- **GIVEN PROBLEM**
In the records below, locate the line containing "curved church wall", then output that line and all later lines exactly, through the last one.
-- Start EXERCISE MATERIALS --
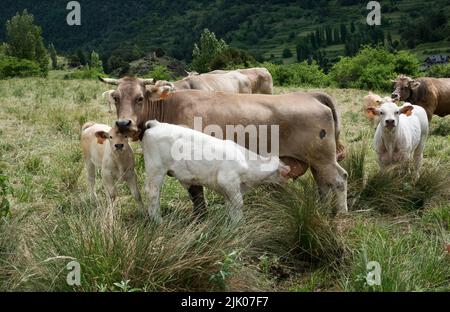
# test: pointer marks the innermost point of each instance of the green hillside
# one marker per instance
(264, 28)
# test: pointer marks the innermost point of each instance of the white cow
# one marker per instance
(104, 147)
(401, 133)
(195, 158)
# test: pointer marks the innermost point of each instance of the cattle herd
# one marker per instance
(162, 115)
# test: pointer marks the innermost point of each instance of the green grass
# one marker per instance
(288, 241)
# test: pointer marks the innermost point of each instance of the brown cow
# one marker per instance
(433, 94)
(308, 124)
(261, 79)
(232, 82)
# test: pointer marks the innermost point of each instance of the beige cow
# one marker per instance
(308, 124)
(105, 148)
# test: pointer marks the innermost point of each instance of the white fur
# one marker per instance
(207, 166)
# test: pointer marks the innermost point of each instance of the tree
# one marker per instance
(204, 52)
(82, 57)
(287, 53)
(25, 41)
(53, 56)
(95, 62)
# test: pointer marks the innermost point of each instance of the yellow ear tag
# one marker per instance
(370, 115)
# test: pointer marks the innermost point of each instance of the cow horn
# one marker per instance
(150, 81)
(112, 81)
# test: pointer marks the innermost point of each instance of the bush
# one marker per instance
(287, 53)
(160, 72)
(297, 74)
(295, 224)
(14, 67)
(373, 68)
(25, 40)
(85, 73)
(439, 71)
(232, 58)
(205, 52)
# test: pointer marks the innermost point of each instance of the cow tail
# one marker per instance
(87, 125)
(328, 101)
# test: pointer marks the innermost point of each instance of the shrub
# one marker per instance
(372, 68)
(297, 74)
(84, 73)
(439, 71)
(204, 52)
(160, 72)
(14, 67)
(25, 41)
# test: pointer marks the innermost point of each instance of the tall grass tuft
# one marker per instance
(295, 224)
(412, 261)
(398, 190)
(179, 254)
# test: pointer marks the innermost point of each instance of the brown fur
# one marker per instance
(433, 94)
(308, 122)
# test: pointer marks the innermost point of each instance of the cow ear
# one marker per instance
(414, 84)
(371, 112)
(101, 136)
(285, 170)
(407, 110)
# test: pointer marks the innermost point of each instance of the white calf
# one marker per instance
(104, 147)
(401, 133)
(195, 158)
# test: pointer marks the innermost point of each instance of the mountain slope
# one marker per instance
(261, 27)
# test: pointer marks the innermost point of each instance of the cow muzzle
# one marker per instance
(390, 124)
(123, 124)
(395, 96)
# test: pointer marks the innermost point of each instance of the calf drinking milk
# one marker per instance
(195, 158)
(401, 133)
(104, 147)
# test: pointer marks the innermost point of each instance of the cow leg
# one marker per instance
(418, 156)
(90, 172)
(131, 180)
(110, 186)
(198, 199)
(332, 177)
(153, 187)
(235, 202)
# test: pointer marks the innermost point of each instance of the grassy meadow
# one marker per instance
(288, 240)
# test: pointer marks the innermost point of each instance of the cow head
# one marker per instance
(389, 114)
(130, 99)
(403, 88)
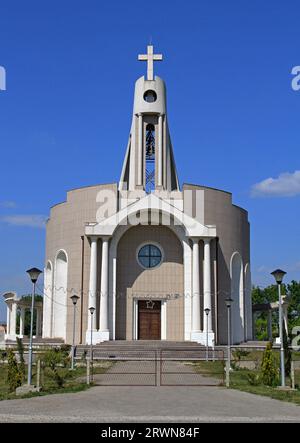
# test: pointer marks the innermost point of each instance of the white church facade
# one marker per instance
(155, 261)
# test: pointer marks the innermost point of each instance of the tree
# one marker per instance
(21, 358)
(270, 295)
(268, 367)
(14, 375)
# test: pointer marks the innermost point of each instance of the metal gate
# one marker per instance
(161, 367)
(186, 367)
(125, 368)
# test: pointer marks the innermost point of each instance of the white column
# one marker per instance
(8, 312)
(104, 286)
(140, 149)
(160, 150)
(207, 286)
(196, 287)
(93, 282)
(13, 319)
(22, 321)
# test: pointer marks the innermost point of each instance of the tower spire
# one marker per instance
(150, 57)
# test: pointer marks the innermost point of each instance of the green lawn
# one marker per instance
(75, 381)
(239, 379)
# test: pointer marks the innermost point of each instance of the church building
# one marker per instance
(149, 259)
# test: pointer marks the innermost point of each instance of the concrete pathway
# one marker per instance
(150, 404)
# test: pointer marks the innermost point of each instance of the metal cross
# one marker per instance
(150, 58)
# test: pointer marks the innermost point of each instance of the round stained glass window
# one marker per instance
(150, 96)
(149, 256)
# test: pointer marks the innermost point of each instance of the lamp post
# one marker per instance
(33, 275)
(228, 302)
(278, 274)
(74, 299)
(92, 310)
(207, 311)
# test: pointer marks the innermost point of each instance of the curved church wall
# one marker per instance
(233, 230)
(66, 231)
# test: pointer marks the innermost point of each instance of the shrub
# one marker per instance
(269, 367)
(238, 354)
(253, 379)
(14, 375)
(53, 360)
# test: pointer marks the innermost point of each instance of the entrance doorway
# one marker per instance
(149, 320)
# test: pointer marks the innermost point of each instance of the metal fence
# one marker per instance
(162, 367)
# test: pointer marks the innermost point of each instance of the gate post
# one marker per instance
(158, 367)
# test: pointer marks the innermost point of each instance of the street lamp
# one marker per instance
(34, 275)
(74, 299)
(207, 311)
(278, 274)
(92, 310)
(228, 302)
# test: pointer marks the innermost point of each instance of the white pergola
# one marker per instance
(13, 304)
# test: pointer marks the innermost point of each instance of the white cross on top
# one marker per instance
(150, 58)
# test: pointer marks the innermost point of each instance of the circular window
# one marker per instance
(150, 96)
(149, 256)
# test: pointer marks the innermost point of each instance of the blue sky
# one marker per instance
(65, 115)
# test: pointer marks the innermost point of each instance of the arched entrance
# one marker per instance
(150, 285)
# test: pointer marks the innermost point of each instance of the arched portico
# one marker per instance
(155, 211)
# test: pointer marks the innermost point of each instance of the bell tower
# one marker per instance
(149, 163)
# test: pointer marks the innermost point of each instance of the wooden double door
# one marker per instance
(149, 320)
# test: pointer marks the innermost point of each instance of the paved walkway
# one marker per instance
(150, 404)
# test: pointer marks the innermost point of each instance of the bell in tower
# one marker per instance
-- End EXERCISE MATERIALS --
- **COMPLETED EXERCISE**
# test: pointer marks the innermost point of each instance of the curved church wall
# one marker per instance
(233, 230)
(66, 231)
# test: pointer marks the innermost point of each instance of the shrub
# one marker per instance
(269, 367)
(238, 354)
(253, 379)
(14, 375)
(53, 360)
# test: pointer marks the innermost point of each instance of the entrance doorway
# one marker per instance
(149, 320)
# test: pointer marks the innermost point of each instance of the metal fence
# one marker per instance
(162, 367)
# test: pointer marks the innermost point of each instance of the gate post
# one marker per instance
(158, 367)
# test: pointer marks the innermost point of each instance of the street lamp
# one marker per instance
(34, 275)
(74, 299)
(207, 311)
(278, 274)
(92, 310)
(228, 302)
# test: pointer marks the innermost point of each instance of the white pergola
# one marker per instance
(13, 304)
# test: pointer marks the innermost point of each instance of the white cross on top
# one marker per instance
(150, 58)
# test: pointer marks the innermost point of each instance of the circular window
# one marker per instance
(150, 96)
(149, 256)
# test: pointer marks the innermost point of each instance of the blue sky
# one marker per instance
(65, 115)
# test: pointer marks the innermost point of each instance of the arched entrance
# one marker per instance
(150, 285)
# test: pointer marks the innermost point of each instance of the arched portico
# one marker per instance
(155, 211)
# test: pointer marks the innermost point of each instance of the bell tower
# one marker per instance
(149, 163)
# test: pointer marks the innermost point of each instance of the wooden double door
# one marker per instance
(149, 320)
# test: pointer marks the innermost point of each instance of the paved walkway
# one marker per instance
(150, 404)
# test: pointer marks the innermost point of each instance of the bell in tower
# one marker per instance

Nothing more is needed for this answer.